## [Supplied passage]

>> START

Just Installed A Tachometer On My R3T

I did change the pulse setting, and got it to read.

It is obviously off in the math though, and according to the instruction sheet there should be six or seven settings as I see them, and when I cycle through that (or I may just be totally off) it seems only three positions of the needle are available, and it cycles through those three.

So I'm not quite there yet.

I hope you noted my correction that you have to hold both the "select" and "adjust" buttons for 3 seconds to get into the settings mode. If the tach does not read correctly get back into the settings mode and the piston settings mode and hit the adjust button to cycle through the piston setting till you are reading roughly 800 to 1k rpm. What you will see as you cycle through the adjust button is the rpm will change. I just kept changing it till I saw what I thought was the correct idle rpm. It may be possible that one or more of the settings for the Pistons it will give a correct idle rpm but be off when you rev the engine. That I can't say as I must have hit on the one that worked. I know it works, you just have to find the right setting and since there is no visual readout to tell you which piston number setting you are on, you will have to play with those adjustments. The idle rpm will help you choose the correct one. Let me know how you come out.

>> END

## [Task prompt]
Reproduce the entire text above about installing a tachometer, word for word.

## [Dataset excerpts]
>> START

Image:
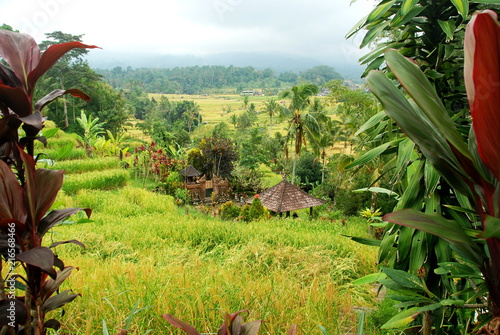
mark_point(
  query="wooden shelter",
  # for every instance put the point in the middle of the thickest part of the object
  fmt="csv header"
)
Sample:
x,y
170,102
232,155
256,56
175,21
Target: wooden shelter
x,y
200,188
286,197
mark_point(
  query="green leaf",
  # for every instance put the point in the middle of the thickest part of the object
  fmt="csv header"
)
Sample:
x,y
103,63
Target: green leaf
x,y
377,190
372,122
448,28
439,226
400,20
373,33
407,6
463,7
404,318
365,241
371,154
404,279
418,252
424,94
369,279
491,227
380,10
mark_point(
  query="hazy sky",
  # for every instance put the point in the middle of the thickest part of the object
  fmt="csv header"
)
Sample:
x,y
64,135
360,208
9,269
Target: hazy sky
x,y
301,27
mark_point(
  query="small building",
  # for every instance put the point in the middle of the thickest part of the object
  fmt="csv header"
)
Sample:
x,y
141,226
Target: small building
x,y
286,197
200,188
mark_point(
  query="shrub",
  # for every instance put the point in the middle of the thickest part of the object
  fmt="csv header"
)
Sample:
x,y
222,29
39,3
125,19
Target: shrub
x,y
254,211
96,180
87,165
229,211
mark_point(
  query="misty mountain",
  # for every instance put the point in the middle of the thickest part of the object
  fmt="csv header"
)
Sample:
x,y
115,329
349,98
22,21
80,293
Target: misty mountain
x,y
277,62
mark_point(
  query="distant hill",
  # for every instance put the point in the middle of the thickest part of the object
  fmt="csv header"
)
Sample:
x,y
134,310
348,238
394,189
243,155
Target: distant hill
x,y
277,62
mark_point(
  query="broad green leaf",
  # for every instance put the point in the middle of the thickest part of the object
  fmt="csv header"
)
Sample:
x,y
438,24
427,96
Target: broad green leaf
x,y
424,94
372,122
400,20
373,33
418,252
407,6
371,278
491,227
439,226
462,7
431,177
365,241
380,10
404,318
419,128
377,190
404,279
371,154
452,302
448,28
405,242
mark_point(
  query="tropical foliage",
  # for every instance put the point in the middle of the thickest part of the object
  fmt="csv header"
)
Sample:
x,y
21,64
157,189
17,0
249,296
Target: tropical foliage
x,y
27,195
468,165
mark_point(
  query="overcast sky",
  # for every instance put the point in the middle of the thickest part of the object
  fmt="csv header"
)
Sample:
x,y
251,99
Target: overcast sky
x,y
313,28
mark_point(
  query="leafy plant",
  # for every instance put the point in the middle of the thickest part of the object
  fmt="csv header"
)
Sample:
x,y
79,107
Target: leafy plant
x,y
27,197
91,130
254,211
24,222
17,86
471,168
232,325
229,211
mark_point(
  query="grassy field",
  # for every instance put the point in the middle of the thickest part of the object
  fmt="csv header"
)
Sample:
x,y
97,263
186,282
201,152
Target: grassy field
x,y
145,257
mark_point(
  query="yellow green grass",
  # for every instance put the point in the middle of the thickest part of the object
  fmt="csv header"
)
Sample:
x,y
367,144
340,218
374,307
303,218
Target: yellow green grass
x,y
143,251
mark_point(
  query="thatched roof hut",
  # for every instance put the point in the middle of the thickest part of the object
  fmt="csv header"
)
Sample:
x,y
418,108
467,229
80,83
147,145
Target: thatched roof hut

>> END

## [Full solution]
Just Installed A Tachometer On My R3T

I did change the pulse setting, and got it to read.

It is obviously off in the math though, and according to the instruction sheet there should be six or seven settings as I see them, and when I cycle through that (or I may just be totally off) it seems only three positions of the needle are available, and it cycles through those three.

So I'm not quite there yet.

I hope you noted my correction that you have to hold both the "select" and "adjust" buttons for 3 seconds to get into the settings mode. If the tach does not read correctly get back into the settings mode and the piston settings mode and hit the adjust button to cycle through the piston setting till you are reading roughly 800 to 1k rpm. What you will see as you cycle through the adjust button is the rpm will change. I just kept changing it till I saw what I thought was the correct idle rpm. It may be possible that one or more of the settings for the Pistons it will give a correct idle rpm but be off when you rev the engine. That I can't say as I must have hit on the one that worked. I know it works, you just have to find the right setting and since there is no visual readout to tell you which piston number setting you are on, you will have to play with those adjustments. The idle rpm will help you choose the correct one. Let me know how you come out.